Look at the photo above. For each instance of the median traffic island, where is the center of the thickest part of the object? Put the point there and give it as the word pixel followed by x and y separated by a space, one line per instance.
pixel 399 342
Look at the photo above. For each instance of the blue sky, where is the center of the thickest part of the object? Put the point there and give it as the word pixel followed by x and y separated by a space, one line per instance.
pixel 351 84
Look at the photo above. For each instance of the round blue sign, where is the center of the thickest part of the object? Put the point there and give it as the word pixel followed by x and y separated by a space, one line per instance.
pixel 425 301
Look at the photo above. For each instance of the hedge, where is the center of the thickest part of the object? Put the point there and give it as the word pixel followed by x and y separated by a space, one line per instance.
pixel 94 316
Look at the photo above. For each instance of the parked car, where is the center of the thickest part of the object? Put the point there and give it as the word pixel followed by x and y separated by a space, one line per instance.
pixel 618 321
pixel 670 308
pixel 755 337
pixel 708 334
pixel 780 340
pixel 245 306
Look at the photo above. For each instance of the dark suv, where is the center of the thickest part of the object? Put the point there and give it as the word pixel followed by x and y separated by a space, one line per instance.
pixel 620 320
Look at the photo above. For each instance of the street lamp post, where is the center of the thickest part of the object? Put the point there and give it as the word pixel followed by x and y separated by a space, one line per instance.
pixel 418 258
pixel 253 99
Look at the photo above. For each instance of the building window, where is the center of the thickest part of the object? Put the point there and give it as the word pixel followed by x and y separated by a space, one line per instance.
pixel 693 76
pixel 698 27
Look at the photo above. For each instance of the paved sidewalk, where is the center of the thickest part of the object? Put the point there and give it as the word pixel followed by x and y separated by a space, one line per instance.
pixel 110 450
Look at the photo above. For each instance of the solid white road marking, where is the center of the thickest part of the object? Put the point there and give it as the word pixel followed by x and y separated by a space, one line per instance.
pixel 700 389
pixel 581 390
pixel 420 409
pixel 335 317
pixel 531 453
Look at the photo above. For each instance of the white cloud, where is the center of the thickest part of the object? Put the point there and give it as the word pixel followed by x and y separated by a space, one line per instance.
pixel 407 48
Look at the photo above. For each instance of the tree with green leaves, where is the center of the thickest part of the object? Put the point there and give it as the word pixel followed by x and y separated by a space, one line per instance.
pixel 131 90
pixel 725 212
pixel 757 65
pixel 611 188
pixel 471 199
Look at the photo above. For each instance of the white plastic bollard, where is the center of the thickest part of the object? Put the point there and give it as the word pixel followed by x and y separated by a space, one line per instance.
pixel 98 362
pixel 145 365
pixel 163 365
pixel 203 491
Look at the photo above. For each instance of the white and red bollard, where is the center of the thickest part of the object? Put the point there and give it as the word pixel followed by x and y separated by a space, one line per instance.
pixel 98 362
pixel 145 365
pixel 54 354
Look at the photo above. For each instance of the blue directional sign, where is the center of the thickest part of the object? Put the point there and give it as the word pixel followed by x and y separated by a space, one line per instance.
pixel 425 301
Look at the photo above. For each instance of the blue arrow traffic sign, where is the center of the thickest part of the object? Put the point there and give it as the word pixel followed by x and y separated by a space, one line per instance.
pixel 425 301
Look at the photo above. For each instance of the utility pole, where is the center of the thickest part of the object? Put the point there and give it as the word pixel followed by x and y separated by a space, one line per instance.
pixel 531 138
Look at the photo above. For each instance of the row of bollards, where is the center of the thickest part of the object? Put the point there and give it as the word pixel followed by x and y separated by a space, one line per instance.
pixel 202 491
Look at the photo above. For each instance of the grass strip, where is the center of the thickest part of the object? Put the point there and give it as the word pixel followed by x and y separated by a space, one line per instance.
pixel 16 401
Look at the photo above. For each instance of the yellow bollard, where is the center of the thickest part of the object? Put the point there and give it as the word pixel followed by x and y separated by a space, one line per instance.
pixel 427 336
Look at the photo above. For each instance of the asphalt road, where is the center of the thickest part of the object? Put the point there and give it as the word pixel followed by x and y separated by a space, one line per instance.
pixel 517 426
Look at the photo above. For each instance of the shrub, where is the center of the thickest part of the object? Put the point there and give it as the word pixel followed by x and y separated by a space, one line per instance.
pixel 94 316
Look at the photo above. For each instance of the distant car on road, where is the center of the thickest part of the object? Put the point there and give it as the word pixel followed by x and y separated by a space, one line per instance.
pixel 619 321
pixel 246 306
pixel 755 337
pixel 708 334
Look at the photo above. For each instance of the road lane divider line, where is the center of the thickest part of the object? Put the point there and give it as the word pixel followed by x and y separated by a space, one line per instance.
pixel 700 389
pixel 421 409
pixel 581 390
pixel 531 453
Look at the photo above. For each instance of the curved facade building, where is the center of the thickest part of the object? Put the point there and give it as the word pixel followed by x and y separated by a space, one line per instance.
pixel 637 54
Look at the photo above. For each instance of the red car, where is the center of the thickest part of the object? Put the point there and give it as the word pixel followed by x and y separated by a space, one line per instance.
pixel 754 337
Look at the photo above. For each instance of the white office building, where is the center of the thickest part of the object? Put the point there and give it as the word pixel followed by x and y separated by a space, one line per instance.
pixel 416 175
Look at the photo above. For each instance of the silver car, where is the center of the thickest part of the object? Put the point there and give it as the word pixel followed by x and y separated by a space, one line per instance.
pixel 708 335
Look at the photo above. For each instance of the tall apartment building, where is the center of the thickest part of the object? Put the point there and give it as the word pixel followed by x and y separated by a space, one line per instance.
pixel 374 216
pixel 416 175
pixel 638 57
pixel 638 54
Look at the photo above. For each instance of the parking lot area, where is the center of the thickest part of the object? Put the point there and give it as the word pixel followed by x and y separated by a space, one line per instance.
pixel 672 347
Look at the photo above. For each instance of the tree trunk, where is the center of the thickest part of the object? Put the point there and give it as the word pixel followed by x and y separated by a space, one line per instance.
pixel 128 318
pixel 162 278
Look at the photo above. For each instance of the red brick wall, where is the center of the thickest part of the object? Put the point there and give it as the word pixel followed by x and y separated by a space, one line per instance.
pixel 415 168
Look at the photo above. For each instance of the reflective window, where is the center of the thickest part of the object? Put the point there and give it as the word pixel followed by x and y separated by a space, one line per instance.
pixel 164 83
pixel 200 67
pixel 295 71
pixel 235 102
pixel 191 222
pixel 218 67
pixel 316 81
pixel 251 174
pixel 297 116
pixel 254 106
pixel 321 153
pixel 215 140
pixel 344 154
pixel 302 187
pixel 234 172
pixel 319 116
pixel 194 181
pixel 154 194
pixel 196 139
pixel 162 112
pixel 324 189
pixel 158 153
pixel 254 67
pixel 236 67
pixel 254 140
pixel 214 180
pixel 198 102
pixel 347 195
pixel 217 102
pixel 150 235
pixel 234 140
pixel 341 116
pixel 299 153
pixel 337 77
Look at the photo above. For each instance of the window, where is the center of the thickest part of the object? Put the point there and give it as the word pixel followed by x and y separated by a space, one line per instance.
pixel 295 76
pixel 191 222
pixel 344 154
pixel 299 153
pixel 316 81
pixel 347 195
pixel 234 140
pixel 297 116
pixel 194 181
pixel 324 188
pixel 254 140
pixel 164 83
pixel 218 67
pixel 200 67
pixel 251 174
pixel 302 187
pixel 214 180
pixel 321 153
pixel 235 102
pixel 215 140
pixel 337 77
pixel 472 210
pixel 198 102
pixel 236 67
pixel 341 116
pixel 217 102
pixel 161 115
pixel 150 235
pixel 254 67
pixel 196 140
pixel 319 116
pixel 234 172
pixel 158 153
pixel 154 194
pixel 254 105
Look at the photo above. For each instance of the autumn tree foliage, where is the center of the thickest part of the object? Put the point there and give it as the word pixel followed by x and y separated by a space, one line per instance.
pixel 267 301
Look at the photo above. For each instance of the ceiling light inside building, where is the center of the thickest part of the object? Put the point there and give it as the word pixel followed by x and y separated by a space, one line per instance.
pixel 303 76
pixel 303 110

* _Exercise prompt_:
Format all of the lines above as a Markdown table with the columns No. and Line, giving each line its row number under No. and the line itself under Line. Leave out any blank lines.

* _Answer for this exercise_:
| No. | Line |
|---|---|
| 1 | Look at the photo above. For each instance of the median traffic island, where is the center of the thickest part of the object? Put the point there and give it as the word pixel followed by x and y separated by a space, one line per instance. |
| 2 | pixel 399 342 |
| 3 | Look at the photo above. For each instance of the blue sky, where is the center of the thickest part of the object? Put the point there and give it as the word pixel followed by x and y separated by a space, one line per instance. |
| 4 | pixel 351 84 |
| 5 | Look at the photo above. For each instance of the round blue sign, where is the center of the thickest part of the object? Put the point there and give it as the word pixel followed by x and y separated by a space, one line per instance. |
| 6 | pixel 425 301 |
| 7 | Look at the photo above. For each instance of the hedge, where is the center of the thickest part of the object? Put the point there and give it as the word pixel followed by x and y separated by a space, one line per instance. |
| 8 | pixel 94 316 |
| 9 | Look at the photo above. For each instance of the parked car, where is the center of the thickest part of the object? Put the point there and give it as the word pixel followed by x and y separated by a space, one line per instance. |
| 10 | pixel 618 321 |
| 11 | pixel 670 308 |
| 12 | pixel 755 337 |
| 13 | pixel 708 334 |
| 14 | pixel 780 340 |
| 15 | pixel 245 306 |
| 16 | Look at the photo above. For each instance of the dark suv, where is the center of the thickest part of the object? Put the point there and give it as the word pixel followed by x and y separated by a space, one line per instance. |
| 17 | pixel 620 320 |
| 18 | Look at the photo above. For each instance of the street lamp post, where is the center of the thickest part of the object? Put the point there and give it as the word pixel followed by x and y separated by a space, one line per instance. |
| 19 | pixel 418 258 |
| 20 | pixel 253 99 |
| 21 | Look at the photo above. For each instance of the building window, where is the center of the thickest part of the object? Put the point there and give it as the word pixel followed by x and y separated by a space, one line per instance. |
| 22 | pixel 693 76 |
| 23 | pixel 698 27 |
| 24 | Look at the photo above. For each instance of the paved sidewalk, where is the center of the thickest part of the object? Put the point there and give it as the word pixel followed by x and y separated by a space, one line per instance. |
| 25 | pixel 110 450 |
| 26 | Look at the photo above. For each instance of the solid white road marking, where is the center of the thickest part of the object? Put the point there and give it as the word pixel followed by x and y separated by a space, one line per instance. |
| 27 | pixel 700 389 |
| 28 | pixel 581 390 |
| 29 | pixel 420 409 |
| 30 | pixel 335 317 |
| 31 | pixel 531 453 |
| 32 | Look at the photo above. For each instance of the white cloud, where is the center of the thickest part of the object? Put the point there and give it as the word pixel followed by x and y separated by a space, one line per instance. |
| 33 | pixel 407 48 |
| 34 | Look at the photo above. For each instance of the tree with green leaves, where is the center of the thickest part of the object? Put the point there and give it as the word pixel followed by x and y separated by a space, one line per instance. |
| 35 | pixel 131 90 |
| 36 | pixel 725 212 |
| 37 | pixel 757 65 |
| 38 | pixel 611 188 |
| 39 | pixel 471 199 |
| 40 | Look at the photo above. For each instance of the white plastic bollard, where is the center of the thickest part of the object? Put the point there and give it as the word pixel followed by x and y separated by a space, one line per instance. |
| 41 | pixel 98 362 |
| 42 | pixel 145 365 |
| 43 | pixel 163 365 |
| 44 | pixel 203 491 |
| 45 | Look at the photo above. For each instance of the white and red bollard, where is the center of the thickest part of the object? Put the point there and give it as the word pixel followed by x and y separated by a space, one line per instance. |
| 46 | pixel 98 362 |
| 47 | pixel 145 365 |
| 48 | pixel 54 354 |
| 49 | Look at the photo above. For each instance of the blue directional sign, where is the center of the thickest part of the object? Put the point there and give it as the word pixel followed by x and y separated by a space, one line per instance. |
| 50 | pixel 425 301 |
| 51 | Look at the photo above. For each instance of the blue arrow traffic sign, where is the center of the thickest part of the object? Put the point there and give it as the word pixel followed by x and y separated by a space, one line per instance. |
| 52 | pixel 425 301 |
| 53 | Look at the photo above. For each instance of the utility pole, where is the center of the thickest part of the object? Put the point there and give it as the word pixel followed by x and y separated by a space, one line per instance. |
| 54 | pixel 531 138 |
| 55 | Look at the photo above. For each instance of the row of bollards, where is the center of the thickest part of the object? Put the point there and give it as the word pixel followed by x and y separated by a space, one line per instance. |
| 56 | pixel 202 491 |
| 57 | Look at the photo above. For each instance of the grass strip, where is the center of the thickest part of the object? Put the point there and give it as the word pixel followed by x and y separated by a space, one line per instance. |
| 58 | pixel 16 401 |
| 59 | Look at the photo above. For each instance of the yellow bollard, where is the center of the thickest part of the object? Put the point there and give it as the word pixel followed by x and y separated by a space, one line per instance. |
| 60 | pixel 427 336 |
| 61 | Look at the photo above. For each instance of the asphalt road, where is the center of the thickest part of the object? Put the point there and give it as the word pixel followed by x and y separated by a space, one line per instance. |
| 62 | pixel 517 426 |
| 63 | Look at the photo above. For each instance of the shrub, where is the center of the thickest part of the object? Put the point there and give it as the word pixel followed by x and y separated by a space, one line per instance. |
| 64 | pixel 94 316 |
| 65 | Look at the photo above. For each instance of the distant car on road, where is the center of the thickest part of the object? Put the point there and give it as the word pixel followed by x and y separated by a space, one line per instance. |
| 66 | pixel 619 321 |
| 67 | pixel 246 306 |
| 68 | pixel 755 337 |
| 69 | pixel 708 334 |
| 70 | Look at the photo above. For each instance of the road lane divider line, where is the center of the thickest part of the object? Put the point there and give it as the word pixel followed by x and y separated by a space, one line per instance. |
| 71 | pixel 700 389 |
| 72 | pixel 421 409 |
| 73 | pixel 581 390 |
| 74 | pixel 531 453 |
| 75 | Look at the photo above. For each instance of the curved facade building, where is the center of the thickest part of the object? Put the point there and give it as the word pixel followed by x and y separated by a space, one line per instance. |
| 76 | pixel 637 54 |
| 77 | Look at the photo above. For each instance of the red car, where is the center of the thickest part of the object? Put the point there and give it as the word pixel followed by x and y separated by a space, one line per instance. |
| 78 | pixel 754 337 |
| 79 | Look at the photo above. For each instance of the white office building, where is the center of the thickest part of the object? Put the point there and give it as the word pixel followed by x and y separated by a space, one line per instance. |
| 80 | pixel 416 175 |
| 81 | Look at the photo above. For each instance of the silver car, where is the center of the thickest part of the object? Put the point there and give it as the word pixel followed by x and y separated by a space, one line per instance. |
| 82 | pixel 708 335 |
| 83 | Look at the photo above. For each instance of the tall apartment building, where is the center of the thickest part of the object? Put the point there and give it as the word pixel followed by x and y separated by a space, one line per instance. |
| 84 | pixel 374 216 |
| 85 | pixel 416 175 |
| 86 | pixel 638 57 |
| 87 | pixel 638 54 |
| 88 | Look at the photo above. For each instance of the parking lot area, where is the center of the thickest part of the object? Put the point there and give it as the word pixel followed by x and y separated by a space, one line per instance. |
| 89 | pixel 672 347 |
| 90 | Look at the photo above. For each instance of the tree trunk, where is the center of the thickest part of the object? Put the point there and give it as the word pixel followed by x and y separated by a space, one line per instance. |
| 91 | pixel 128 318 |
| 92 | pixel 162 278 |
| 93 | Look at the photo above. For each instance of the red brick wall, where is the center of the thickest part of the object? Put the point there and give it as the word pixel followed by x and y separated by a space, one line per instance. |
| 94 | pixel 415 168 |
| 95 | Look at the photo above. For each instance of the reflective window, where is the center of the thickest part of the object? Put the point there and give it as the word pixel followed by x and y separated by a space, one line per instance. |
| 96 | pixel 164 83 |
| 97 | pixel 200 67 |
| 98 | pixel 295 71 |
| 99 | pixel 235 102 |
| 100 | pixel 191 222 |
| 101 | pixel 218 67 |
| 102 | pixel 316 81 |
| 103 | pixel 251 174 |
| 104 | pixel 297 116 |
| 105 | pixel 254 106 |
| 106 | pixel 321 153 |
| 107 | pixel 215 140 |
| 108 | pixel 344 154 |
| 109 | pixel 302 187 |
| 110 | pixel 234 172 |
| 111 | pixel 319 116 |
| 112 | pixel 194 181 |
| 113 | pixel 154 194 |
| 114 | pixel 196 139 |
| 115 | pixel 162 112 |
| 116 | pixel 324 189 |
| 117 | pixel 158 153 |
| 118 | pixel 254 67 |
| 119 | pixel 236 67 |
| 120 | pixel 254 140 |
| 121 | pixel 214 180 |
| 122 | pixel 198 102 |
| 123 | pixel 347 195 |
| 124 | pixel 217 102 |
| 125 | pixel 150 235 |
| 126 | pixel 234 140 |
| 127 | pixel 341 116 |
| 128 | pixel 299 153 |
| 129 | pixel 337 77 |
| 130 | Look at the photo above. For each instance of the window, where is the center of the thickest part of the object? Put the point there and give it as the word pixel followed by x and y separated by a space, one line per instance. |
| 131 | pixel 295 76 |
| 132 | pixel 191 222 |
| 133 | pixel 344 154 |
| 134 | pixel 299 153 |
| 135 | pixel 316 81 |
| 136 | pixel 347 195 |
| 137 | pixel 234 140 |
| 138 | pixel 297 116 |
| 139 | pixel 194 181 |
| 140 | pixel 324 188 |
| 141 | pixel 254 140 |
| 142 | pixel 164 83 |
| 143 | pixel 218 67 |
| 144 | pixel 200 67 |
| 145 | pixel 251 174 |
| 146 | pixel 302 187 |
| 147 | pixel 214 180 |
| 148 | pixel 321 153 |
| 149 | pixel 235 102 |
| 150 | pixel 215 140 |
| 151 | pixel 337 77 |
| 152 | pixel 472 210 |
| 153 | pixel 198 102 |
| 154 | pixel 236 67 |
| 155 | pixel 341 116 |
| 156 | pixel 217 102 |
| 157 | pixel 161 115 |
| 158 | pixel 150 235 |
| 159 | pixel 254 67 |
| 160 | pixel 196 140 |
| 161 | pixel 319 116 |
| 162 | pixel 234 172 |
| 163 | pixel 158 153 |
| 164 | pixel 154 194 |
| 165 | pixel 254 105 |
| 166 | Look at the photo above. For each instance of the autumn tree foliage, where is the center of the thickest part of the object? Put the point there and give it as the word pixel followed by x and y separated by a space, one line per instance. |
| 167 | pixel 267 301 |
| 168 | Look at the photo above. For each instance of the ceiling light inside building, where is the center of the thickest part of the object? Put the point there and give it as the word pixel followed by x and y separated by a space, one line per instance. |
| 169 | pixel 303 76 |
| 170 | pixel 303 110 |